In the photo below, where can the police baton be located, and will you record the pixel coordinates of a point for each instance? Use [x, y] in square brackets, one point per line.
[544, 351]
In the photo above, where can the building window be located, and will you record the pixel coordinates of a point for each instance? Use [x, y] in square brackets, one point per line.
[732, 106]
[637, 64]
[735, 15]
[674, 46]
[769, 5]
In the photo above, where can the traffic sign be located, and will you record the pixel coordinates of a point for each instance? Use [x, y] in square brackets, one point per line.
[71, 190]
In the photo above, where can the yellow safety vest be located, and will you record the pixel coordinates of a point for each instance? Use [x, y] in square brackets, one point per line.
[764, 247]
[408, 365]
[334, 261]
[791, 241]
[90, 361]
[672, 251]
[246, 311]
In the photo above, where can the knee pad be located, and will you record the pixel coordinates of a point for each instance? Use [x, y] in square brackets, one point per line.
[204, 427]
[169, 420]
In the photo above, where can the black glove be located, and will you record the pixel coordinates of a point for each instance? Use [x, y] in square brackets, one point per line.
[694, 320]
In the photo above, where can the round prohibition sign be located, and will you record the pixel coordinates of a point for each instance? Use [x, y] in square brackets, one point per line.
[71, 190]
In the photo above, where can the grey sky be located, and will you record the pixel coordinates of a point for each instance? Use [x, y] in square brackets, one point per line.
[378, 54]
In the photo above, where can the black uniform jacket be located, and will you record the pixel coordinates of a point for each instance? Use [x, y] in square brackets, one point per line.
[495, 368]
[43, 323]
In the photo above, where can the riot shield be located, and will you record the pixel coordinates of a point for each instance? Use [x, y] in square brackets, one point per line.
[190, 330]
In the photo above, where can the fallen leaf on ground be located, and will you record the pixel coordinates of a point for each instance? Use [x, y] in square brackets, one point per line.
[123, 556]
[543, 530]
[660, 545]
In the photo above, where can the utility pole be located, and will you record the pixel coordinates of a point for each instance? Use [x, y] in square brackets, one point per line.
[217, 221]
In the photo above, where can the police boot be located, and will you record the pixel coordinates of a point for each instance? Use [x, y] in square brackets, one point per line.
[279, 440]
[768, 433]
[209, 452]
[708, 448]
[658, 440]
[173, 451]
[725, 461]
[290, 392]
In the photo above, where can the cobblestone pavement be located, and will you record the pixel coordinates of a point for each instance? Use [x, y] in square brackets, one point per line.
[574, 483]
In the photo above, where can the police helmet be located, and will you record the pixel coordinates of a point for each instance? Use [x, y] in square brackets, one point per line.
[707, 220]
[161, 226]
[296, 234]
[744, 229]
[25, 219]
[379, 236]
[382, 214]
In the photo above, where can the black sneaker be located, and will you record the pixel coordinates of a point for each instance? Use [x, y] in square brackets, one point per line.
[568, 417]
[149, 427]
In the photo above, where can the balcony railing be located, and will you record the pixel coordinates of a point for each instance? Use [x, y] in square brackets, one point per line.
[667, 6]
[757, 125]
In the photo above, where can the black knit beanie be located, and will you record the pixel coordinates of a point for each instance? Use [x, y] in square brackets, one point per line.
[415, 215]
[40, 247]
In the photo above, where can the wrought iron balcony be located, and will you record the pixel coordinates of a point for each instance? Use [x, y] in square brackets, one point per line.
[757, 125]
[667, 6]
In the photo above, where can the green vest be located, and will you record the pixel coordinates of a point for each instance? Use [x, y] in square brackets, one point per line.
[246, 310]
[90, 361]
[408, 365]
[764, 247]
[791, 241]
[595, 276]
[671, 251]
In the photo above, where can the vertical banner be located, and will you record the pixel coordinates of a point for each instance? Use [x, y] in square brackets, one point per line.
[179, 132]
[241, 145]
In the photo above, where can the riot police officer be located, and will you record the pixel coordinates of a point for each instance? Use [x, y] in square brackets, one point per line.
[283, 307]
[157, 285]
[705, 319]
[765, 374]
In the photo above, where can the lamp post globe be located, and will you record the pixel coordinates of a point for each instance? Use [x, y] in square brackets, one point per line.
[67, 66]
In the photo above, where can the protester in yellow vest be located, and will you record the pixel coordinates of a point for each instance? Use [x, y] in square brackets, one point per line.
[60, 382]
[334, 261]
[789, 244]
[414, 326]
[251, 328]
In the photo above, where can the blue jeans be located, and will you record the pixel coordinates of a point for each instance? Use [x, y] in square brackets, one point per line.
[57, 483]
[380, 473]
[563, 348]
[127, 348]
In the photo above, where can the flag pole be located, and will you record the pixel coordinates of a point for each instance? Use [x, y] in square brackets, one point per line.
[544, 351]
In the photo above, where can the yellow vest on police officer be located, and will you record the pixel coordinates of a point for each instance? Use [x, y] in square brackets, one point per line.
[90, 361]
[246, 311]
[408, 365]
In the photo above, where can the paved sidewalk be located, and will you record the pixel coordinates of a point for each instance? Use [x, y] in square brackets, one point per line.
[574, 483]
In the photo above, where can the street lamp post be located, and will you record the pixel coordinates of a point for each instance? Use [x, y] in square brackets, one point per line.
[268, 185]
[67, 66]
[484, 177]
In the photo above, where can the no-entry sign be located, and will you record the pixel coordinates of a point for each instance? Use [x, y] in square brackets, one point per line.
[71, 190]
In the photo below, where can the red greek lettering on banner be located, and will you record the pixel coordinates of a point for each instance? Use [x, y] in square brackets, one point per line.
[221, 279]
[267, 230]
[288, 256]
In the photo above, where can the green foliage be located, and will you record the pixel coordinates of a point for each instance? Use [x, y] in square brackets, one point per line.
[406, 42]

.....

▶ [Set exercise] The line containing "In the photo below, where can the red" marks the start; retype it and each line after it through the end of the records above, exactly.

▶ [Complete response]
In the photo below, where can the red greek lettering on banner be located, and will you record the pixel coordinates of a point for each instance? Use [x, y] in square brackets, one point per line.
[221, 279]
[267, 230]
[288, 256]
In the photo above, where can the green foliage be located, and will you record the pixel coordinates of a point for each instance? Use [x, y] in square brackets, one point per line.
[406, 42]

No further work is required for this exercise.